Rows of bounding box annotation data
* * * * * * *

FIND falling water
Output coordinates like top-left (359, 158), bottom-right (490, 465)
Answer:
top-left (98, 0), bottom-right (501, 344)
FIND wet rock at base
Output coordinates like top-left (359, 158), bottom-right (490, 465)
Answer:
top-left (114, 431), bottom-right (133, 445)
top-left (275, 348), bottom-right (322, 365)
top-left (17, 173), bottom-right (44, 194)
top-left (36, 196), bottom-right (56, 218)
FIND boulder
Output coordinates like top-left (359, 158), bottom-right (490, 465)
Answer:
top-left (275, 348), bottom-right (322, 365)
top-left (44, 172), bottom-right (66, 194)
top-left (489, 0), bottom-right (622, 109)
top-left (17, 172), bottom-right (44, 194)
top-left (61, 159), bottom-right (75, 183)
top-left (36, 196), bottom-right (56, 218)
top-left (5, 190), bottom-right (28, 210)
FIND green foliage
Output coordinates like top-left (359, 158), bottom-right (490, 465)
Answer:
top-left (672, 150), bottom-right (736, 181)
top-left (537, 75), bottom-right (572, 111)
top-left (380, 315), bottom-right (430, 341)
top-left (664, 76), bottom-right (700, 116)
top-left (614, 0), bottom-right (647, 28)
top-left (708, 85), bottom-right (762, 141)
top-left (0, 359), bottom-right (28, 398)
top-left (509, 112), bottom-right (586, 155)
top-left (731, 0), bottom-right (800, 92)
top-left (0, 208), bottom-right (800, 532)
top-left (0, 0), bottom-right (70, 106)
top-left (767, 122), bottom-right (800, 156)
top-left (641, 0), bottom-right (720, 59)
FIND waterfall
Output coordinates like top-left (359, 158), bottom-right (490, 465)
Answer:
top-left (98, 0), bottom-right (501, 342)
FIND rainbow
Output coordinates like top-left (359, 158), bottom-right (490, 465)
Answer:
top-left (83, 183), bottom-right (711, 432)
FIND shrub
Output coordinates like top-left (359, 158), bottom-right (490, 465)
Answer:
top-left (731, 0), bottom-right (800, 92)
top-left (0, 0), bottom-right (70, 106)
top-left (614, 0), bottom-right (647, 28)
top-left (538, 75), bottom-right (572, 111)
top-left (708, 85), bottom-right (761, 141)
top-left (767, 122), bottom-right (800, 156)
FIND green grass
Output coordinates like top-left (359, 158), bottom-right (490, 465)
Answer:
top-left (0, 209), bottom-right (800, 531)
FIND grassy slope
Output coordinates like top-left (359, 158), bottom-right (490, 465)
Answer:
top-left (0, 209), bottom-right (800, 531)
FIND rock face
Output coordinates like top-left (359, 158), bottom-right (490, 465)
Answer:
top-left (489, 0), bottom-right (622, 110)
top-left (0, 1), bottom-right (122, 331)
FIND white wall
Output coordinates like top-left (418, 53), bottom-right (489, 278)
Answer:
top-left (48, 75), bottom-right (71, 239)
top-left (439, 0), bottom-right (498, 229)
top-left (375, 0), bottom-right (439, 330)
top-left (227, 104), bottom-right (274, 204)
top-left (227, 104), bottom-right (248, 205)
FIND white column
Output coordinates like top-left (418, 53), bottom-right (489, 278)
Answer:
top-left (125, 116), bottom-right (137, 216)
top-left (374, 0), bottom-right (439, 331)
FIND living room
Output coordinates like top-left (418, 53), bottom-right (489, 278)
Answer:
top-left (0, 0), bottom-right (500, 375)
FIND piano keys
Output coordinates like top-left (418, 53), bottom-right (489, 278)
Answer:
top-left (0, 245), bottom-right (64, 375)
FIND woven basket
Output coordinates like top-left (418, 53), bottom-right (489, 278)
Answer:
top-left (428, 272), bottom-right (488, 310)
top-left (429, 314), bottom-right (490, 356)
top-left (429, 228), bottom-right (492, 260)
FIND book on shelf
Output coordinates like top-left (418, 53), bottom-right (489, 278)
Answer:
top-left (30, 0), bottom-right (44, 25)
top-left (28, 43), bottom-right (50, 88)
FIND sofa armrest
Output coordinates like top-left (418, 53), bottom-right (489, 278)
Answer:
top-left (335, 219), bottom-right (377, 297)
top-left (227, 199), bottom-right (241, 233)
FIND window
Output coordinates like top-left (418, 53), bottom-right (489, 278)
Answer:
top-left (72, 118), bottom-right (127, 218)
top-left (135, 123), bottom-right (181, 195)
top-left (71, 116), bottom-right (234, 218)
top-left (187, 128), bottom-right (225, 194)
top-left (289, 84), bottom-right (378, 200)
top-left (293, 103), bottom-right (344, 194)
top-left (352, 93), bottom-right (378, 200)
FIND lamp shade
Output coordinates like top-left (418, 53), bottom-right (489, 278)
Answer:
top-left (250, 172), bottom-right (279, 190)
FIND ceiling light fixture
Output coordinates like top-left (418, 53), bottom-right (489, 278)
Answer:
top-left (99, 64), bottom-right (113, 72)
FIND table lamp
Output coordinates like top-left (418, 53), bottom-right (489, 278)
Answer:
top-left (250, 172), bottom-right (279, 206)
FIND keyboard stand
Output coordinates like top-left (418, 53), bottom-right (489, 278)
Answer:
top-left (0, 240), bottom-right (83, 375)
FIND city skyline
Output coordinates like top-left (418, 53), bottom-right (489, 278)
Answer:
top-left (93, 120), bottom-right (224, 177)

* * * * * * *

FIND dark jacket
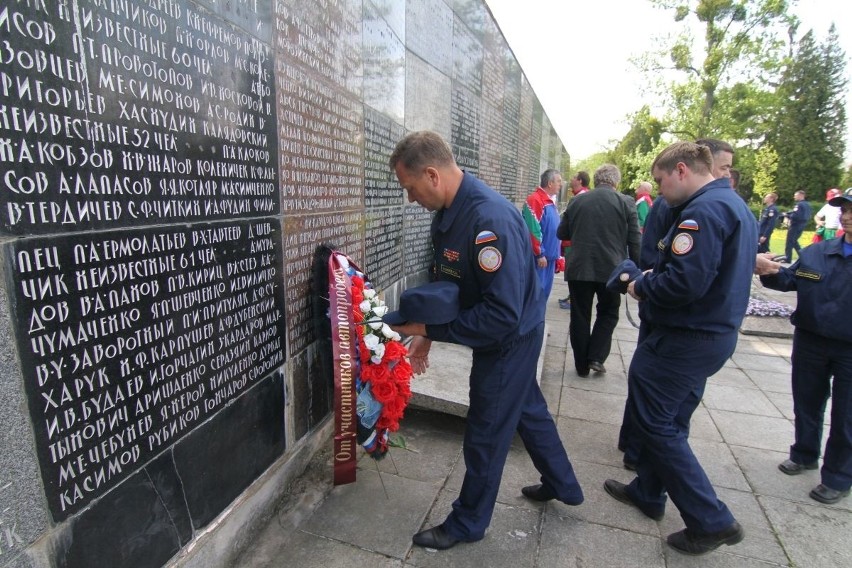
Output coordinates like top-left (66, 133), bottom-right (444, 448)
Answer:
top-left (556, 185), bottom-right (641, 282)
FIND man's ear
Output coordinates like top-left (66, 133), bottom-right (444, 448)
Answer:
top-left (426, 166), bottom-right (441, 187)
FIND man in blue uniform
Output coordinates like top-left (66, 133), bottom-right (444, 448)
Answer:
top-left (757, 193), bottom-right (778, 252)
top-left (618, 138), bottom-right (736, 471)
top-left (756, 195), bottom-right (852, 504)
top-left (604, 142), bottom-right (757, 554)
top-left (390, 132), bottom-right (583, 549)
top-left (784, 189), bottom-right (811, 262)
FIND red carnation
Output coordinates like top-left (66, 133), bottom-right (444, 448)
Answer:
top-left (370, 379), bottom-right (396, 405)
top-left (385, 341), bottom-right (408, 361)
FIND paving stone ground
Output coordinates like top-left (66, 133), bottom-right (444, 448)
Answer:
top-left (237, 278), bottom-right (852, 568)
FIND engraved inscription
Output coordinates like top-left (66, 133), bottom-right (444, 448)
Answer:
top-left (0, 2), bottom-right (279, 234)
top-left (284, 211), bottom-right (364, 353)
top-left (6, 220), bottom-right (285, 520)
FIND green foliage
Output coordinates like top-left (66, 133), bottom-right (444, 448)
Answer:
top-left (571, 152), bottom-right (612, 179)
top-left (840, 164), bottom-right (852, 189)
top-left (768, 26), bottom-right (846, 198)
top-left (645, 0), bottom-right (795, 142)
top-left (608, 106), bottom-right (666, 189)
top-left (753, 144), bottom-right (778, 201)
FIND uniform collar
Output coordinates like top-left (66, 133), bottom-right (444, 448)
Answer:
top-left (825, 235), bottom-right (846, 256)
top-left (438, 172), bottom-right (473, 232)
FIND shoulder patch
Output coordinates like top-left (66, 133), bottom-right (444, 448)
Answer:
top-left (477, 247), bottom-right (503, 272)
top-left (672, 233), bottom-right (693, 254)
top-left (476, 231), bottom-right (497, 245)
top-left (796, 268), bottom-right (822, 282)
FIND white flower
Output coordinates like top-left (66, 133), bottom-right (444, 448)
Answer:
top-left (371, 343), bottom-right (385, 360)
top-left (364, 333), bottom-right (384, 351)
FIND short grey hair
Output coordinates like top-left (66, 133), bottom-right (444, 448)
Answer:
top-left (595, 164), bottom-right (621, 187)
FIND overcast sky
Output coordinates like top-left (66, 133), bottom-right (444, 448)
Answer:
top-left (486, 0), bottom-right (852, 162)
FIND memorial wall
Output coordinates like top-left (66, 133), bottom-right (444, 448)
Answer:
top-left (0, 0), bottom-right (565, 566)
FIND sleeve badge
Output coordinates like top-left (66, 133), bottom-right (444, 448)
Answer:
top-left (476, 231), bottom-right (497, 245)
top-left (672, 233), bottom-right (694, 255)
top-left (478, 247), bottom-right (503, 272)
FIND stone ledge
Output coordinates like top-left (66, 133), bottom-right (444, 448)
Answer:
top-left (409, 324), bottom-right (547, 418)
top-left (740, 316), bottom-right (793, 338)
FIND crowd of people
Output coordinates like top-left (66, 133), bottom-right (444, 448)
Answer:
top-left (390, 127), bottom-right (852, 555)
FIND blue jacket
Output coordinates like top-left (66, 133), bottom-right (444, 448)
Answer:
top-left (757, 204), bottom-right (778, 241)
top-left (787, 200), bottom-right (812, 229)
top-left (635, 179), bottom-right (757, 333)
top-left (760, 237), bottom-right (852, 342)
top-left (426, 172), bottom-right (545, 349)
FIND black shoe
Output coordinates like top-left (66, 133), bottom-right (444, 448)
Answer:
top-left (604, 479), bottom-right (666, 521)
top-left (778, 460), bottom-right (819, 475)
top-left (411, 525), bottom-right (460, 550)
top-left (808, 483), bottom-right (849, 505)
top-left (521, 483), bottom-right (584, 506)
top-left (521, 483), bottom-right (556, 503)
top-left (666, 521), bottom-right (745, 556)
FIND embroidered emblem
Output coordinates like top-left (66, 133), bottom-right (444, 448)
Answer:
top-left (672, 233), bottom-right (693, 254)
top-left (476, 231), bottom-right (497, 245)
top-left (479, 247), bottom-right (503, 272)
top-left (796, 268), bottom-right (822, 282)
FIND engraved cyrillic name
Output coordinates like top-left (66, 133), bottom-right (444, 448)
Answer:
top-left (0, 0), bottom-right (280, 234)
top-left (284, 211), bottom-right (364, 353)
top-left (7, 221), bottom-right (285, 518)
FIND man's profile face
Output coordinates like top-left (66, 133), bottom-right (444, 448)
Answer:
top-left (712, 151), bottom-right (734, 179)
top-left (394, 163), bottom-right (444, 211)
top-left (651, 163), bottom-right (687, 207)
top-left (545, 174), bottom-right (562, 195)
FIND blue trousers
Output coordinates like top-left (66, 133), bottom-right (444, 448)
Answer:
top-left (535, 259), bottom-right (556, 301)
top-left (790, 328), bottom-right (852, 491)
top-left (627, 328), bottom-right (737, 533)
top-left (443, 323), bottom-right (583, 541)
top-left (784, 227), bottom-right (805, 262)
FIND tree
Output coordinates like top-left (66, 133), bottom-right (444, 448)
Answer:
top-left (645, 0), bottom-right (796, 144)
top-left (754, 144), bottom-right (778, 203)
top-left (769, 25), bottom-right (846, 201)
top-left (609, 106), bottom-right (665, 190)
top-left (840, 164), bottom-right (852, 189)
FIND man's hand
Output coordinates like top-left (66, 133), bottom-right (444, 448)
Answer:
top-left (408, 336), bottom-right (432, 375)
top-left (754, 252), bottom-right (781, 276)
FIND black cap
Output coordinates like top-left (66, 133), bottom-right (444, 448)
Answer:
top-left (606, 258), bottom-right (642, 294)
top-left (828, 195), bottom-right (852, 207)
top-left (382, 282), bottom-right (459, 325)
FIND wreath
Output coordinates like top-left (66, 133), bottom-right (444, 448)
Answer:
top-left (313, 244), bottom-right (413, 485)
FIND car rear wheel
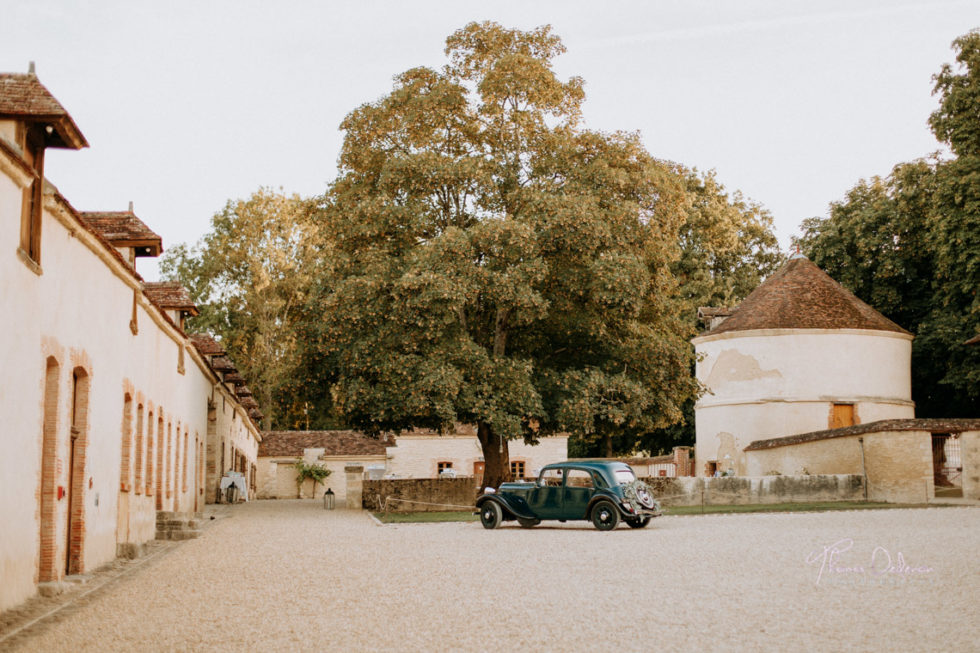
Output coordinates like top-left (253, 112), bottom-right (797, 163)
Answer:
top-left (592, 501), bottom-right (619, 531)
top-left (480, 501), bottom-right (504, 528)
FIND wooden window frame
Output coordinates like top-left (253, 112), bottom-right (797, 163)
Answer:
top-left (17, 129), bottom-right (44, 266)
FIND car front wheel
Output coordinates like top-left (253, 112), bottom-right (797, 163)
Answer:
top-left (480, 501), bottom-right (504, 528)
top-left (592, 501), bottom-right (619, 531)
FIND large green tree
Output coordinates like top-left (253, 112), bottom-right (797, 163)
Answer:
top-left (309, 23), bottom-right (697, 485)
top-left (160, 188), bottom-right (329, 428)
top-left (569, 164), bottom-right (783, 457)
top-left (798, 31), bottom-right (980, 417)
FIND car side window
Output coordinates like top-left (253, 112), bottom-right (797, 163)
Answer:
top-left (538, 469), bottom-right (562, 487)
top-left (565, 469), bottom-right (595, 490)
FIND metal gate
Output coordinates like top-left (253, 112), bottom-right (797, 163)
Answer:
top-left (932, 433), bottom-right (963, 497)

* * * * * * *

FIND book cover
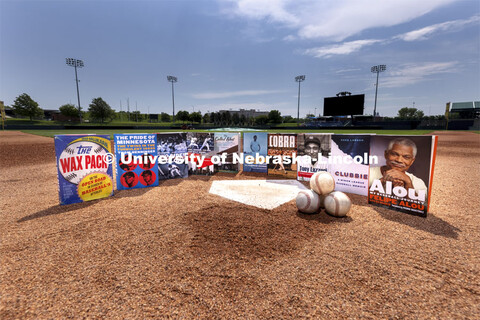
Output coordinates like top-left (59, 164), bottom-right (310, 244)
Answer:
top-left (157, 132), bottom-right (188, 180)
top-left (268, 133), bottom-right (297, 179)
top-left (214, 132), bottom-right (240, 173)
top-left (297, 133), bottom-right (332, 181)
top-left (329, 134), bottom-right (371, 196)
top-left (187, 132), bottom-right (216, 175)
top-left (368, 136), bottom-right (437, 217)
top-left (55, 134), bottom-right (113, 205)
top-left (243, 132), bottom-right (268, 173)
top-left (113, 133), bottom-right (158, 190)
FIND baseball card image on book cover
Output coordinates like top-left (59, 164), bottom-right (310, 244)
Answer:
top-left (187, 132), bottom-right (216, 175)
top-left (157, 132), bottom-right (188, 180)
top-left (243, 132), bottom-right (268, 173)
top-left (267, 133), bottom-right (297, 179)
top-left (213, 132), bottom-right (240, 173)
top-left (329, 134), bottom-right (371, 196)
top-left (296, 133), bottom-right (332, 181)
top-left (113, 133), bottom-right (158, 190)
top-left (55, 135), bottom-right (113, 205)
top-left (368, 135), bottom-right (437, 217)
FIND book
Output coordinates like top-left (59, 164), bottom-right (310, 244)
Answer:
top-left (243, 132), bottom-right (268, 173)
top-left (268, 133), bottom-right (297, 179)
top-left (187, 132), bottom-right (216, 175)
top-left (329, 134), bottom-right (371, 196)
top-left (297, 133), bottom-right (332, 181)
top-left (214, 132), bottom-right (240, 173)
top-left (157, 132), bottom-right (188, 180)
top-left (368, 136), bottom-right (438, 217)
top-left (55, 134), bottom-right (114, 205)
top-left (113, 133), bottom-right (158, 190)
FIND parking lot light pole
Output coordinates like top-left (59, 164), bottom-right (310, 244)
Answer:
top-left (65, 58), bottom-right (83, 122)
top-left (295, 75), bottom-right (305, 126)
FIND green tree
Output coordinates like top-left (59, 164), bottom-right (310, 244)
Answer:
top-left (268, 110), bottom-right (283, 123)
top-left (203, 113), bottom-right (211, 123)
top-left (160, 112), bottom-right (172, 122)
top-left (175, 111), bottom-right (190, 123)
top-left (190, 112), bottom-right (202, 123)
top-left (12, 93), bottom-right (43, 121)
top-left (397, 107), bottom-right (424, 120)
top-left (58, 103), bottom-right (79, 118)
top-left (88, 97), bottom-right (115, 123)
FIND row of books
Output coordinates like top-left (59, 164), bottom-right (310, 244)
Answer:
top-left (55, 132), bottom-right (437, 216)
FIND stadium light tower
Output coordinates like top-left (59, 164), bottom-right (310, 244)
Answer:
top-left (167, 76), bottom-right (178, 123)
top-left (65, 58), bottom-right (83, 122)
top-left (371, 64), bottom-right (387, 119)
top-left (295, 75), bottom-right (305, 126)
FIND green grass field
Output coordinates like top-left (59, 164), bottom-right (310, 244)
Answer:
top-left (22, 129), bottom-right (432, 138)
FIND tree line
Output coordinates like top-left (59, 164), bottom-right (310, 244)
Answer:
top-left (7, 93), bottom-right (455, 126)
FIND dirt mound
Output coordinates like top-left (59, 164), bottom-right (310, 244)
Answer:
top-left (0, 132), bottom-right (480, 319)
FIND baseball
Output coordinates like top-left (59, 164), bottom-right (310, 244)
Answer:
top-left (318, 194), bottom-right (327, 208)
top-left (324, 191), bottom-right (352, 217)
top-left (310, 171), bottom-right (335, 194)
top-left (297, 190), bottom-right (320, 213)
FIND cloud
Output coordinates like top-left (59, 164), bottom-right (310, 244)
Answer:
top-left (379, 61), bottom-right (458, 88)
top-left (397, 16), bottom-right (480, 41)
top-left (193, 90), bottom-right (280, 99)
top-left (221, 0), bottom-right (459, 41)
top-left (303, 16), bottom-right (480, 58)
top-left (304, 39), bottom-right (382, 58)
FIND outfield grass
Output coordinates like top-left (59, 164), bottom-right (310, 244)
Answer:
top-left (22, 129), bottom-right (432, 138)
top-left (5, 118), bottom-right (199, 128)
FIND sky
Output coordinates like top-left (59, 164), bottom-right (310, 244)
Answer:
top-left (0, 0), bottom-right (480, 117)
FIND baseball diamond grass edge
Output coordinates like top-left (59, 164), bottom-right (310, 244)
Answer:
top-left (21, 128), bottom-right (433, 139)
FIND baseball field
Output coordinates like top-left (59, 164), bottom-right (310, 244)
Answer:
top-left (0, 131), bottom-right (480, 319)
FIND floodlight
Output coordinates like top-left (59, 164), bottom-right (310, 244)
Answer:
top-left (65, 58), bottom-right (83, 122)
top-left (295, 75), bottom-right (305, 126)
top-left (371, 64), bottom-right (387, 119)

* * * * * * *

→ Given problem: Render the lines starting at the one that contains "FIND car front wheel" and ending at the one that contains "top-left (798, 31), bottom-right (980, 417)" as a Markdown table with the columns Number and Line, leaving out any blank lines.

→ Answer:
| Number | Line |
|---|---|
| 1 | FIND car front wheel |
| 2 | Output coordinates like top-left (253, 112), bottom-right (797, 163) |
| 3 | Answer: |
| 4 | top-left (480, 501), bottom-right (504, 528) |
| 5 | top-left (592, 501), bottom-right (619, 531) |
| 6 | FIND large green tree |
| 7 | Output coordinates like top-left (253, 112), bottom-right (797, 163) |
| 8 | Answer: |
| 9 | top-left (309, 23), bottom-right (697, 485) |
| 10 | top-left (160, 188), bottom-right (329, 428) |
| 11 | top-left (569, 164), bottom-right (783, 457) |
| 12 | top-left (798, 31), bottom-right (980, 417) |